= RECORDS SUPPLIED =

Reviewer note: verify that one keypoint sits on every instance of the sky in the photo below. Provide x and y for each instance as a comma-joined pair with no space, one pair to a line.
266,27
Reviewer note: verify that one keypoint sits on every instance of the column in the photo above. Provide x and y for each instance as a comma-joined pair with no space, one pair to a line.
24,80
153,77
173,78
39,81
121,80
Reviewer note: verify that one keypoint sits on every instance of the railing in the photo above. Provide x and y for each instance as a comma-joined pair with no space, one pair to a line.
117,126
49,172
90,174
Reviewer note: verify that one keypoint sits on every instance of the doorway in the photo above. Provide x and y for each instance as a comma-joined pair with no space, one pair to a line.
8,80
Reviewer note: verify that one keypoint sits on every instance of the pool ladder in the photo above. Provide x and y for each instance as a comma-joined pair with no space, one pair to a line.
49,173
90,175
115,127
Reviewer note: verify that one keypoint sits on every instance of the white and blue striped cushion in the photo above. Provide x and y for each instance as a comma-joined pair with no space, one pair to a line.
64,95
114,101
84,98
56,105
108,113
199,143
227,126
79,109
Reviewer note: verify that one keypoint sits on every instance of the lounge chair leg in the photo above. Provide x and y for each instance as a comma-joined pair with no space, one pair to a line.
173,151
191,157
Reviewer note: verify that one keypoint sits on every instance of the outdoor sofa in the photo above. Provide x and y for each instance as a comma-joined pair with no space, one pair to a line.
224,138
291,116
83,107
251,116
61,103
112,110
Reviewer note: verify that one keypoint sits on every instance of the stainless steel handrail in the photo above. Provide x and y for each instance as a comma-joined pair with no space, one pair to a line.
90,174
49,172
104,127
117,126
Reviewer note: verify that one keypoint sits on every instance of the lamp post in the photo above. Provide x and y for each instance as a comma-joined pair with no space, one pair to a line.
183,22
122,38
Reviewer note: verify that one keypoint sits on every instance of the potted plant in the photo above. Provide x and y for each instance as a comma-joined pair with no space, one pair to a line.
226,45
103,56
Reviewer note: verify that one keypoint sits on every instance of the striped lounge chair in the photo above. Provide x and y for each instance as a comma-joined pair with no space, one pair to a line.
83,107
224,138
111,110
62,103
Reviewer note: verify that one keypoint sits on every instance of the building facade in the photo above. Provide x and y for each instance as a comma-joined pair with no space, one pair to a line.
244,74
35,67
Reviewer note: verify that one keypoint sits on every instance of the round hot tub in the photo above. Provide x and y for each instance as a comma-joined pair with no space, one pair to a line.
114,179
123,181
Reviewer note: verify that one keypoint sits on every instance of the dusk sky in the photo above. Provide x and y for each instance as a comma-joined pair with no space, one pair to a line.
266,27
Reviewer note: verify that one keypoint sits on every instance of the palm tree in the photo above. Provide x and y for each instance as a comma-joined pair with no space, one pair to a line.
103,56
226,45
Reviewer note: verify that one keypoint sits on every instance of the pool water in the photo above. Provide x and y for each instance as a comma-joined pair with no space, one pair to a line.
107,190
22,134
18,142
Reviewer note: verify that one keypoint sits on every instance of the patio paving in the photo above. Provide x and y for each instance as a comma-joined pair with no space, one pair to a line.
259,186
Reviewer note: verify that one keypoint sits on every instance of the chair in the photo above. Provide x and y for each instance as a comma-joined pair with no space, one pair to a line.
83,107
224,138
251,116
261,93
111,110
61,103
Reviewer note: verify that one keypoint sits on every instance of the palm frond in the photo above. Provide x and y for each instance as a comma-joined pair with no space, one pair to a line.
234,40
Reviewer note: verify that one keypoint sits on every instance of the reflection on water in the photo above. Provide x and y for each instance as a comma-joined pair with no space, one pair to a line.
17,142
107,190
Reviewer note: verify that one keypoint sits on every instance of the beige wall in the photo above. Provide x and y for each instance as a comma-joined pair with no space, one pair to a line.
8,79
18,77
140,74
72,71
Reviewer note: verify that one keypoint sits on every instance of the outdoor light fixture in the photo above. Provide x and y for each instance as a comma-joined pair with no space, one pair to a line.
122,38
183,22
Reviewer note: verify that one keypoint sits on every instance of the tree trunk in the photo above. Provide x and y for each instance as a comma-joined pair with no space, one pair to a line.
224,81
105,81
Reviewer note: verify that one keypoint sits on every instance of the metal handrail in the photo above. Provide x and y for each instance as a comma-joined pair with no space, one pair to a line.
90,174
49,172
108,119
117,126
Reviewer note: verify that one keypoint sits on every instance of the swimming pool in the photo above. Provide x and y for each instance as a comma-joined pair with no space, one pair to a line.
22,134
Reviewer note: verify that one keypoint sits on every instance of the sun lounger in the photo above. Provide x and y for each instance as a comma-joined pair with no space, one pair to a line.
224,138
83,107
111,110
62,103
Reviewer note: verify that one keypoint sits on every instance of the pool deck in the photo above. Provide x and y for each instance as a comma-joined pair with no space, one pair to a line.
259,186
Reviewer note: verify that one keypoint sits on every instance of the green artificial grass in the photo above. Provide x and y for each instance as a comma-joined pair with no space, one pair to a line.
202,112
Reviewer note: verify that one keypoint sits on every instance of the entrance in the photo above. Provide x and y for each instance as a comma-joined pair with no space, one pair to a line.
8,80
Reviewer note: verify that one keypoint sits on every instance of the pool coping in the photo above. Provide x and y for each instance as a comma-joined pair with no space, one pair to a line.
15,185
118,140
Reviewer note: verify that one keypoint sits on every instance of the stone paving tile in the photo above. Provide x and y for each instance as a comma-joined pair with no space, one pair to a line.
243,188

= PROBLEM REQUIREMENTS =
Reproduce all of the items above verbatim, line for line, in their original order.

= THE REPLY =
Reviewer note: verify that one keypoint sits on every instance of the sky in the photo below. Provide x and y for each instance as a comma-joined pair with no space, one pair to a line.
266,27
Reviewer note: verify that one keypoint sits on every instance of the column in the photo above. Provide x and y for each instance as a comma-joined pair with no space, one pair to a line.
24,80
153,77
173,78
39,81
121,80
Reviewer note: verify that one keypoint sits on every instance of the railing in the photo above. Provide x and y for each instance as a comma-joined pair with no space, one pair to a line.
117,126
49,172
90,174
Reviewer note: verify that one keypoint sits on every instance of the doorway in the photo above. Provide x and y for each instance as a comma-joined pair with no space, one pair to a line.
8,80
Reviewer note: verify that one keypoint sits on every instance of the pool ladder in the photo above. Provide x and y for each instance as a comma-joined pair with no space, one pair to a line.
49,173
90,175
115,127
Reviewer note: verify that one keypoint sits on every instance of the white and blue striped cushion in the photo above. Provide x and y for each instance as a comma-joined pair with no space, one pair to a line.
64,95
114,101
84,98
56,105
108,113
199,143
227,126
79,109
Reviewer note: verify that one keypoint sits on every instance of the lounge chair leg in the photo above. Provide x and y for each instance as a comma-joined pair with no space, one pair to a line.
173,151
191,157
Reviewer note: verify that one keypoint sits on every instance of the outdoor sofa in the photo above. Provide x and y for each instance as a comma-joined pair with no space, one pair to a line.
224,138
291,116
83,107
251,116
61,103
112,110
Reviewer note: verify that one keypoint sits on every instance of the stainless steel handrail in the photo above. Provide x and y for each instance as a comma-joined pair with no space, one pair to a line.
90,174
49,172
104,127
117,126
Reviewer note: verify that one keypoint sits on every instance of the lamp post in the photo above. Provide x and y for each instance as a comma-joined pair with no space, one pair to a line.
183,22
122,38
Reviewer note: verify that one keypoint sits on every instance of the potted plant in the photo above. Provide x and y for each instance as a comma-joined pair with no space, one pair to a line.
226,45
103,56
Reviewer note: verify that one keypoint sits on every instance of the striped lounge chair in the photo above. Provide x and y for each instance as a comma-joined pair with no space, one pair to a line.
83,107
224,138
111,110
62,103
Reviewer note: verify that one keypoint sits on every instance of the building facade in the photo above. Provide x and y for each instance as a comma-joined pair with no space, one pair to a line.
244,74
35,67
Reviewer note: verify that one keypoint sits on every instance of the round hot tub in the photo above. Provide x and y for each instance as a comma-joined pair with no space, one pair to a line.
114,179
123,181
Reviewer note: verify that one keypoint sits on every instance of the dusk sky in the photo above. Provide x and y for each instance as a comma-joined pair with no space, one pair to a line.
266,27
Reviewer note: verify that one keypoint sits on every instance of the palm tree in the photo above. Provide x and y for each instance as a comma-joined pair with no space, one pair to a line.
103,56
226,45
Reviewer note: verify that one keypoint sits on every instance of the pool water in the photo above. Provide x and y for each instance as a comma-joined pair with no space, one pair to a line.
107,190
22,134
18,142
Reviewer note: verify that one keypoint sits on every instance of the patio paving in the photo above. Provide x and y for each instance as a comma-joined pair with no space, one pair to a line.
259,186
Reviewer note: verify that one keypoint sits on every instance of the chair in the photo above. Provide x and y for each instance as a comma-joined pair with no space, one pair to a line.
83,107
224,138
251,116
261,93
111,110
61,103
Reviewer note: verify that one keypoint sits on every instance of the palm frond in the photo above. Provide x and y for each instance as a comma-joined pair with no space, one pair to a line.
234,40
Reviewer note: verify that one keypoint sits on every instance of the reflection on water in the photo above. Provide x and y for each instance as a comma-joined pair with no space, one pair to a line.
17,142
107,190
Reviewer note: verify that one keypoint sits on every instance of the beige wall in the photo above. Provide x and y for each instance as a comma-joined pair with no space, one pair to a line.
8,79
18,77
140,74
72,71
Reviewer note: verify that one keypoint sits on every instance of the outdoor light fixture in the photo above. Provide x and y for each instance as a comma-joined pair with no space, one pair to a line.
122,38
183,22
Reviewer note: verify that one keypoint sits on every instance of the tree trunk in the photo above. Provide x and y for each instance as a comma-joined pair with no space, one pair to a line.
224,81
105,81
Reviewer note: verify that one keypoint sits on every instance of the metal handrail in the photo above. Provide x and y for each instance as a comma-joined pair with no space, one pair to a line.
90,174
49,172
108,119
117,126
Reviewer note: verify that one keypoint sits on every instance of the swimming pool in the photo above. Provide x and y for each instance as a comma-joined pair with no space, one pair to a line.
22,134
Reviewer note: verify that one keypoint sits on every instance of the sun lounger in the photo above. Provide x and y for each instance as a comma-joined pair with no space, one pair to a line.
224,138
83,107
111,110
62,103
Reviewer note: verify that one keypoint sits on every instance of the pool deck in the photo above. Provide x and y for each instance as a comma-joined pair with no space, one pair to a line.
259,186
Reviewer note: verify that one keypoint sits on every instance of the green artificial grass in the photo above. Provide x and y for each instance as a comma-joined pair with no space, one pair to a line.
202,112
Reviewer note: verify that one keypoint sits on every instance of the entrance in the photo above. Provide x and y for each instance as a comma-joined pair with no space, one pair to a line.
8,80
Reviewer note: verify that one keypoint sits on every instance of the pool coping in the photo above. Provide x and y for each instance as a comma-joined pair with no space, one pair to a line.
15,185
118,140
Reviewer note: verify that one keypoint sits on every instance of the stone paving tile in the photo above. Provide x and y for each instance as a comma-joined pair with no space, one pair to a line.
243,188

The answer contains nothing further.